* WHAT YOU NEED TO DO
Change every "even-odd fill" in the records below to "nonzero winding fill" and reproduce them with nothing else altered. Omit the pictures from your answer.
:: DATASET EXTRACT
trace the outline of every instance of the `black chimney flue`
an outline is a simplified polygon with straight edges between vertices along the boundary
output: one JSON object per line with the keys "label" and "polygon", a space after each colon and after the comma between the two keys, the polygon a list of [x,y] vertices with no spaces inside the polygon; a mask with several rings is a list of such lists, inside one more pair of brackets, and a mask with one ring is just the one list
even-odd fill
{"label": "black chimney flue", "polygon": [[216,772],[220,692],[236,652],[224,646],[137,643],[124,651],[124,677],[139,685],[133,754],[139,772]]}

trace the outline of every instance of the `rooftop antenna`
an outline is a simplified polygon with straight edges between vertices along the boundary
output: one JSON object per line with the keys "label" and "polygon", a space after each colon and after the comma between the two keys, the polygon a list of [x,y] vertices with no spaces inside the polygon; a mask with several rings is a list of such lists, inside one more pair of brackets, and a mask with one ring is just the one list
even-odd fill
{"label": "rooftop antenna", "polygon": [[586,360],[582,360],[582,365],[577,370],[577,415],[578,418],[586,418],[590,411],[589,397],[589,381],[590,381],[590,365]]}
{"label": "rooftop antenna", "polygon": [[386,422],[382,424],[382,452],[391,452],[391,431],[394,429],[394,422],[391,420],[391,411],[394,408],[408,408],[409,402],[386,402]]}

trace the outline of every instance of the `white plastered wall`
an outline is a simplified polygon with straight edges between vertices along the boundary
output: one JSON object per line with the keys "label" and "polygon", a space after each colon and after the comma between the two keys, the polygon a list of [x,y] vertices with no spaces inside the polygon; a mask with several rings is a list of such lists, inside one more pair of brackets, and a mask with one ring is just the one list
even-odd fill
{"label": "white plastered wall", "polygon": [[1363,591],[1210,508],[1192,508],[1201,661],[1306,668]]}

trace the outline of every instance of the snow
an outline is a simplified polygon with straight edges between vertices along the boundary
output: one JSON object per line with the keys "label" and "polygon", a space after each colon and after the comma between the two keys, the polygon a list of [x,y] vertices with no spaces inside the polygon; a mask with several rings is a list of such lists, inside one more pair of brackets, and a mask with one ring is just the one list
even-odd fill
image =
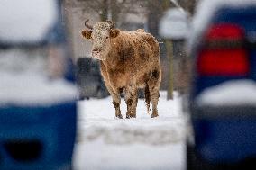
::::
* COMPLETED TASK
trace the outline of every instance of the `black chimney flue`
an outline is a simplified polygon with straight edges between vertices along the boundary
output: one JSON object per line with the keys "label" and "polygon", a space after each colon and after the comma between the two keys, the polygon a list of [x,y] vertices with no spaces inside the polygon; a mask with several rings is a list of such lists, inside one more pair of brackets, and a mask with one ring is just the one list
nonzero winding fill
{"label": "black chimney flue", "polygon": [[216,772],[220,692],[236,652],[224,646],[137,643],[124,651],[124,677],[139,685],[133,754],[139,772]]}

trace the outline of every instance of the `rooftop antenna`
an outline is a simplified polygon with straight edges between vertices along the boundary
output: one JSON object per line with the keys "label" and "polygon", a space after each colon and after the comma between the two keys, the polygon a list of [x,y] vertices with no spaces inside the polygon; a mask with several rings is a list of such lists, inside one more pair of brackets, and a mask with one ring is just the one list
nonzero winding fill
{"label": "rooftop antenna", "polygon": [[586,360],[582,360],[582,365],[577,370],[577,415],[578,418],[586,418],[590,411],[589,397],[589,381],[590,381],[590,365]]}
{"label": "rooftop antenna", "polygon": [[386,422],[382,424],[382,452],[391,452],[391,431],[394,429],[394,422],[391,420],[391,411],[394,408],[408,408],[409,402],[386,402]]}

trace the outline of every instance of the `white plastered wall`
an outline is a simplified polygon with straight edges between vertices along the boundary
output: one JSON object per line with the keys "label" and "polygon", a space after each colon and after the comma between the two keys, the polygon a list of [x,y] vertices with no spaces inside the polygon; a mask with several rings is a list of such lists, inside one more pair of brackets, and a mask with one ring is just the one list
nonzero winding fill
{"label": "white plastered wall", "polygon": [[1363,591],[1210,508],[1192,508],[1201,661],[1306,668]]}

trace the outline of every instance of the snow
an outline is a simplified polygon with straight edges between vertices along the boundary
output: one JSON object per line with the keys "label" and "polygon", a space after each colon and after the comma between the two keys, the polygon a list of [x,y] vertices with no spaces inside the polygon; a mask with several rings is a list of such lists, inside one more pair of brackets, and a mask with one ring is just the one list
nonzero winding fill
image =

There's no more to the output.